**What to work on**
Below are some records: retype them all exactly, but not the pictures.
+++++
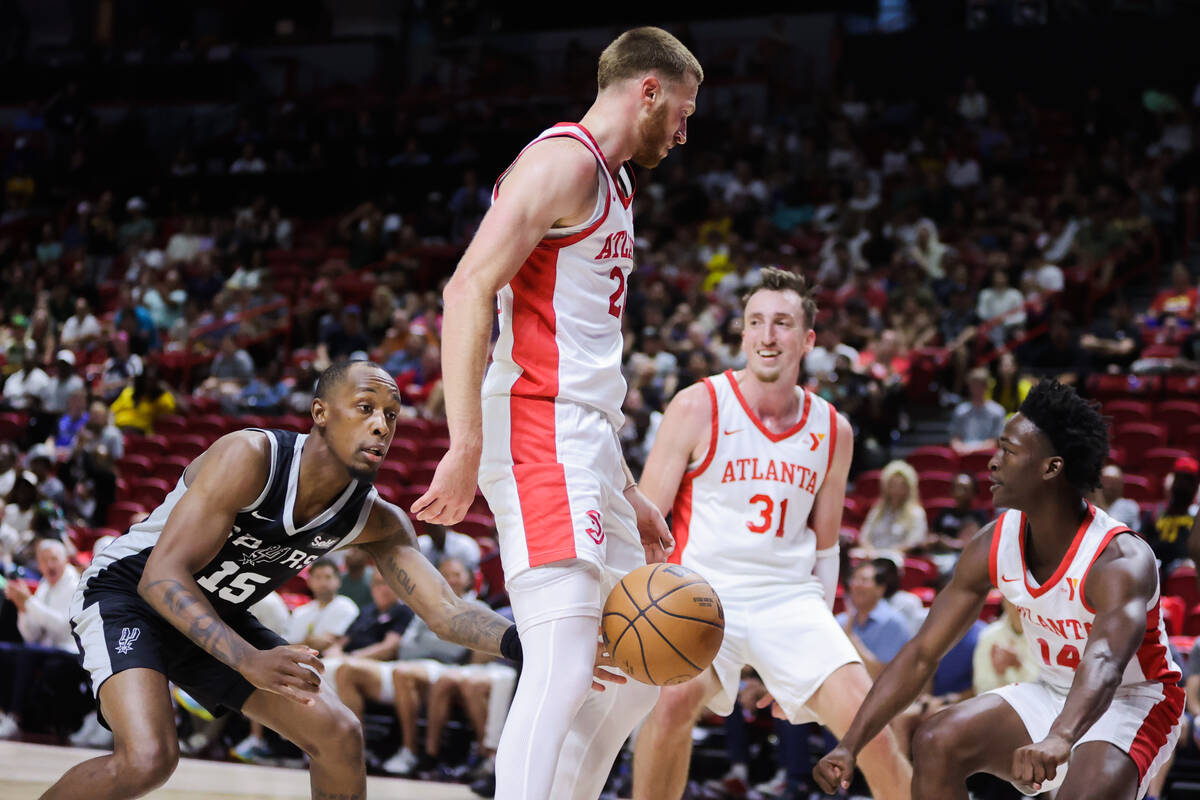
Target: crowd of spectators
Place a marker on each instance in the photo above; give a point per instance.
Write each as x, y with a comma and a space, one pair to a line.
958, 251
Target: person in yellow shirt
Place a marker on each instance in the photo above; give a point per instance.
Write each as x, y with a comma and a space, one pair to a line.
137, 407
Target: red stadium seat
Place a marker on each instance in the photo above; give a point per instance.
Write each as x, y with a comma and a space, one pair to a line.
1182, 583
1177, 416
934, 458
917, 572
1137, 438
120, 512
935, 485
1127, 410
1141, 489
867, 486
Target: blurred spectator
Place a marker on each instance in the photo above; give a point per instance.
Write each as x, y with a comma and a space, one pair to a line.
136, 408
1002, 655
1114, 340
82, 329
65, 383
45, 615
1009, 386
876, 630
323, 621
358, 577
29, 386
1110, 497
441, 543
1169, 531
1179, 300
897, 522
977, 421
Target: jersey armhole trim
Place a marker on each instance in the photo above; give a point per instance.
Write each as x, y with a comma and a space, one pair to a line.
270, 473
712, 439
994, 554
361, 522
1083, 579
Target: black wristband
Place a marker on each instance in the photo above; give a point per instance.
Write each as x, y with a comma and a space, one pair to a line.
510, 644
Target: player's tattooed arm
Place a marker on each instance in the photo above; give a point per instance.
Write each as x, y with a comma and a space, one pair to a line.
191, 613
391, 542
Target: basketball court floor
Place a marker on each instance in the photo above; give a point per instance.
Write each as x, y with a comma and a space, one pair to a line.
27, 770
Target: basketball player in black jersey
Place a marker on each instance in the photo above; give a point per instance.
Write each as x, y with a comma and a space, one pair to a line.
168, 601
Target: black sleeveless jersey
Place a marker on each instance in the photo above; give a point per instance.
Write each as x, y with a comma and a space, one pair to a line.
264, 548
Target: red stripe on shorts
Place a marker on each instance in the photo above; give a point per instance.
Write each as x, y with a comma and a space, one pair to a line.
1156, 728
540, 479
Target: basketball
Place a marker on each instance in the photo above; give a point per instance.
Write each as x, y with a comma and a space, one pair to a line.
663, 624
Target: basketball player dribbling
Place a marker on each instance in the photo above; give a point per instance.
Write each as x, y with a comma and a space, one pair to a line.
556, 250
1104, 714
755, 470
169, 600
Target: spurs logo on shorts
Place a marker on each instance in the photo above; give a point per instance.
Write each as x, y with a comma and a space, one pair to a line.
129, 636
595, 530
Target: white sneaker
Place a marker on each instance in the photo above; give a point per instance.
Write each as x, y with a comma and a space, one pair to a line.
93, 734
402, 763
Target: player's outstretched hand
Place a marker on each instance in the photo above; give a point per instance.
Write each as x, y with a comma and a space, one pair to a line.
1037, 763
292, 671
451, 491
835, 770
657, 537
605, 669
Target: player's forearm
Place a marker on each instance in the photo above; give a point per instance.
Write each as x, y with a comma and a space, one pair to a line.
180, 602
895, 687
1096, 683
466, 329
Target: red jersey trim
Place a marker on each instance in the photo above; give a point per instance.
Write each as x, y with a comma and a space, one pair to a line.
1066, 559
1083, 581
997, 533
712, 441
754, 417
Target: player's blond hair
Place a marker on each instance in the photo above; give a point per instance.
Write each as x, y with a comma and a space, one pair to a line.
772, 278
647, 49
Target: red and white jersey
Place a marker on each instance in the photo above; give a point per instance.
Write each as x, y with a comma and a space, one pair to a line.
1055, 615
561, 314
741, 516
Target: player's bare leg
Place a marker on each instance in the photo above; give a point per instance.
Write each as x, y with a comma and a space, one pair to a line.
882, 762
1101, 770
664, 746
145, 751
976, 735
327, 731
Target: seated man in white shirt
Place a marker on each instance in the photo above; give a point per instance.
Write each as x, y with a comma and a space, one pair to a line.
43, 621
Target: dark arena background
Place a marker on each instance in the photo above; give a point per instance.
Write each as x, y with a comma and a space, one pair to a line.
205, 204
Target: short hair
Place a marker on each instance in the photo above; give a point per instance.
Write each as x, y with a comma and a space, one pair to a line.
772, 278
322, 563
1077, 431
646, 49
335, 374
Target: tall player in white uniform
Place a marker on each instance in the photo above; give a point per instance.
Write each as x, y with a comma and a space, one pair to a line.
556, 248
1104, 714
755, 470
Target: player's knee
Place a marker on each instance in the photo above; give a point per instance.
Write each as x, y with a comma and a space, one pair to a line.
149, 763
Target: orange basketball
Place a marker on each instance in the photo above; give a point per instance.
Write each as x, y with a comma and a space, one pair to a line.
663, 624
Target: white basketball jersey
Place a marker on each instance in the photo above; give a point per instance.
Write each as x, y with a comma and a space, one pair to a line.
561, 316
1055, 615
741, 516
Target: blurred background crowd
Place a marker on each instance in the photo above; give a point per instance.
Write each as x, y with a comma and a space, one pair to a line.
199, 214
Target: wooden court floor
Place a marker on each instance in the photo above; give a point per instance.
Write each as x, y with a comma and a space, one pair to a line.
27, 770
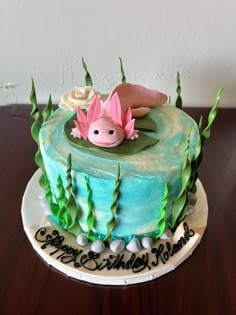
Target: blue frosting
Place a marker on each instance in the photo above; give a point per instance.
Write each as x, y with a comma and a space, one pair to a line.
143, 175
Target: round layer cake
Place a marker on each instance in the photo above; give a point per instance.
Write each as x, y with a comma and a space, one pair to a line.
124, 193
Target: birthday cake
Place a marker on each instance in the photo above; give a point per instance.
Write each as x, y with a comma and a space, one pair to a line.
118, 171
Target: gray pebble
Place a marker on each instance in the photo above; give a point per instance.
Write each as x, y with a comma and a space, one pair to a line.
117, 246
134, 245
98, 246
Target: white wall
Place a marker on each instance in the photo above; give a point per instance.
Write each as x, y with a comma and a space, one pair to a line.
46, 39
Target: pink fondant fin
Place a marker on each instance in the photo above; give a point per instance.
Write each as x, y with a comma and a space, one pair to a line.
126, 116
140, 111
82, 123
130, 133
82, 130
94, 110
115, 109
137, 95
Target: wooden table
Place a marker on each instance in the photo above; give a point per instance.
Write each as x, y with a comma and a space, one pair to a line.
204, 284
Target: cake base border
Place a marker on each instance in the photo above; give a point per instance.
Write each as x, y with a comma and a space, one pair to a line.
33, 218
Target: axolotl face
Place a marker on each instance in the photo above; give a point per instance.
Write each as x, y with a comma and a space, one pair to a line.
104, 132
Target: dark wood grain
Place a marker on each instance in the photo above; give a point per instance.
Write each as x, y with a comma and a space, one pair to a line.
204, 284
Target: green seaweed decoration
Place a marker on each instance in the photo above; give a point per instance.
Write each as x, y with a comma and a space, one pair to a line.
91, 217
179, 208
112, 223
88, 79
161, 224
71, 206
204, 135
178, 101
35, 129
123, 78
65, 211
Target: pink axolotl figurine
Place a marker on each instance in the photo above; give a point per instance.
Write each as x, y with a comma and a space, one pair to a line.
108, 123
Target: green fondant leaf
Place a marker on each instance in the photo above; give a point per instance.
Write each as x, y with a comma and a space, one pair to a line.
90, 218
48, 110
35, 129
123, 78
179, 207
61, 199
161, 224
212, 115
88, 79
178, 102
126, 147
112, 223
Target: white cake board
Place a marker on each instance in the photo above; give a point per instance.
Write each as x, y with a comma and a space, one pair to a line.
+++++
**Solution to the problem**
Target: crowd of spectators
Place a marker on each instance in the photo above; give a point per instance.
Write each as x, y with a comma and a space, one pair to a line.
958, 251
Target: person in yellow shirt
Place a marker on each instance in the photo above; give a point per instance.
Write each as x, y with a comma and a space, one pair to a line.
137, 407
Target: red stadium seat
Place a marker on each instance in the photo above; give a point per instance.
Write each as x, y with a comma and a space, one pair to a line.
1182, 583
1177, 416
934, 458
917, 572
1137, 438
120, 512
935, 485
1127, 410
1141, 489
867, 486
Target: blurred spectator
Place a marker on each instance in the photo above; give a point per instance.
Write each as x, y with a comma and a space, one pair to a line.
136, 408
1002, 655
1114, 340
82, 329
65, 383
45, 615
1009, 386
876, 630
323, 621
358, 577
29, 386
1110, 497
441, 543
1169, 531
1179, 300
897, 522
977, 421
Target: jersey armhole trim
Place a marker on each instance in the photo above; give a point per instance.
Write each as x, y with a comma and a space, one pair to a line.
270, 473
712, 439
994, 554
361, 522
1083, 579
Target: black wristband
Place a marker on each instance in the photo above; give a point per instance.
Write each as x, y with a comma and a space, one pair to a line.
510, 644
Target: player's tattooed arm
Place a marker on each instance in the photo above; give a point per instance.
Write each as x, y with a comma and a space, one pair to a line.
191, 613
391, 542
Target: basketball court floor
Place a marker on each instance in the photo above; give a point per instance.
Write each as x, y with a comma and a space, one pair to a line.
27, 770
Target: basketball player in black jersey
Place a marker on each instance in the photo above; give a point per instance.
Write each as x, y with a comma and a space, one pair to a line.
168, 601
Target: black sleeveless jersey
Place a marker on each instance in the photo above; give a point per instance.
Write each as x, y with a comma and a space, one pair to a line.
264, 548
Target: red stripe on shorts
Place a marker on each instance in the photo above; give a point per instance.
Write each as x, y with a comma and a space, one pair to a line.
1156, 728
540, 479
Target: basketball
Place a marker on each instance in the photo above; give a point per instance.
Write each as x, y with a comma and a space, one pair to a line.
663, 624
Target: basketball player dribbling
Place a marker on each instance in the photo above; give a point per instance.
Write each as x, y with a comma and a space, one pair to a line.
556, 250
1104, 714
755, 470
169, 600
Target: spurs logo on shorts
Place a marker on each instance in the photo above; give a point per instance.
Write each as x, y with a comma and a space, one pair to a line.
129, 636
595, 530
Target: white sneaker
Place a marker on each instance in the photo above; give a point per instance.
Write each as x, y with a comma and a space, one pair to a line.
93, 734
402, 763
Target: player's outstretched hand
Place a marker on each instance in the photo above; give a point per instance.
Write each as x, y with a comma and a space, one pair to a line.
1037, 763
292, 671
451, 491
835, 770
657, 537
605, 669
Target: player's forearm
Place a marker on each instance in the photo above; give a point per instance.
Write each as x, y with a comma and a space, one pair to a line.
180, 602
895, 687
1096, 683
466, 329
Target: red jersey trim
Place a marker on each instance in the photo above; give a point per instance.
Write each as x, y with a comma and a space, one pair to a line.
1066, 559
1083, 581
997, 533
712, 441
754, 417
Target: player's blond hair
Place a marker on each instance in the photo above; give a point per instance.
Write each as x, y with a comma and a space, one pair to a line.
772, 278
647, 49
Target: red and white jersey
Place a marker on each instance in the photo above; give a point per instance.
Write each as x, y with a comma and a space, one pair to a line.
1055, 615
561, 314
741, 516
Target: player's bare leg
Place a marker on each instance in the photo above; give a point per instance.
Write each as x, y with a comma and a space, one pair to a line.
882, 762
1101, 770
664, 746
145, 751
976, 735
327, 731
Target: seated man in white shirt
Place a marker on each instance in the photo above; give a point per instance.
Write each as x, y with a comma and a space, one pair to a line.
43, 621
Target: dark arena background
Place a marker on each instance in the photo above; give a point per instance.
Write each as x, y with a comma and a space, one pair to a line.
205, 204
Target: short hair
Place a marker on each instance in the photo above; give a point per instance.
Write each as x, y with a comma and a space, one pair to a line.
772, 278
322, 563
1077, 431
646, 49
335, 374
Target: tall player in white uniform
Place a marker on each instance in the photo above; give a point per instance.
Write each as x, y with a comma and a space, one pair to a line.
556, 248
1104, 714
755, 470
Target: player's knee
Place a marker on each instance in the photo above; give a point per instance.
Write each as x, y with a comma and a space, one pair to a line.
149, 763
Target: orange basketball
Place a marker on each instance in the photo above; give a point per instance.
Write each as x, y with a comma and a space, one pair to a line.
663, 624
Target: white basketball jersey
Place a marker on each instance in the photo above; give a point per instance.
Write each as x, y with a comma and a space, one pair to a line.
561, 316
1055, 615
741, 516
Target: blurred background crowd
Place a marker on each instance in the photo above; give a point per instance.
Write each as x, y with a comma and a space, one pair to a line.
199, 214
Target: wooden court floor
Place a marker on each instance in the photo above; give a point per instance.
Write each as x, y with a comma and a space, one pair to a line.
27, 770
Target: blue frosting
Place a marker on each instance in the photo above; give a point per instance.
Write each as x, y with a comma and a space, one pair to a line.
143, 175
Target: round layer cake
Place a marker on each instance in the photo above; give a point per instance.
Write each as x, y with a comma and a space, one pair to a line.
124, 193
Target: birthday cake
Place a marker on each instance in the photo above; give a point per instance.
Write each as x, y with a comma and a space, one pair to a line.
118, 171
Target: gray pebble
Place a marker on each instance in the photo above; give a point per instance.
Write each as x, y with a comma and a space, one pair to a line.
117, 246
134, 245
98, 246
Target: white wall
Place a marker on each instance in the photo above; give a point per instance.
Write each as x, y with a comma and a space, one pair to a line.
46, 39
Target: pink fondant fin
Place a marker on each instance in the photo above; give a point per instance.
Write each as x, y with a comma and a space, one pair to a line.
126, 116
140, 111
82, 123
130, 133
82, 130
94, 110
115, 109
137, 95
Target: wooden table
Place a marker on each instance in the photo above; give a point per instance.
Write each as x, y with a comma and a space, one pair to a line.
204, 284
Target: cake base border
Place a marker on each instance in the photo above; give a point per instance.
Write each as x, y with a comma and a space, one pair to a line.
33, 218
Target: axolotl face
Place a marker on each instance in the photo above; give a point per instance.
Write each as x, y with a comma and a space, one pair to a line.
104, 132
Target: dark wood grain
Place a marker on each instance in the photo above; give a point per instance.
Write each as x, y with a comma and a space, one pair to a line.
204, 284
Target: green seaweed decoration
Place a marker on each instance in the photo above; give a point per instance.
Write each as x, y with a comma and a space, one pair to a line.
91, 217
179, 208
112, 223
88, 79
161, 224
71, 206
204, 135
178, 101
35, 129
123, 78
65, 211
Target: pink axolotl figurine
Place a marker on each instance in the photo above; give a point per instance.
Write each as x, y with a comma and a space, one pair to a line.
108, 123
Target: green fondant leaf
Place a marker on each instance in the photo above; give a point per instance.
Write each as x, y with a comma and a space, one pair to a line.
90, 218
48, 110
35, 129
123, 78
179, 207
61, 199
161, 224
212, 115
88, 79
178, 102
126, 147
112, 223
Target: white cake board
Place a marker on each instance in the photo above; give a point per instance.
Write each as x, y with a comma and a space, one pair to a line.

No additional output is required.